**Instruction:**
Output every record word for word.

**Dataset records:**

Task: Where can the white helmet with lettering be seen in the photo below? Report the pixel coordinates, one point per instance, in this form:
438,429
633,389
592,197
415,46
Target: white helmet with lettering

**Response below:**
Task: Where can the white helmet with lettering be seen in the photo below? Report the pixel coordinates, one point per instance, in this form:
438,429
633,389
592,197
415,46
Target: white helmet with lettering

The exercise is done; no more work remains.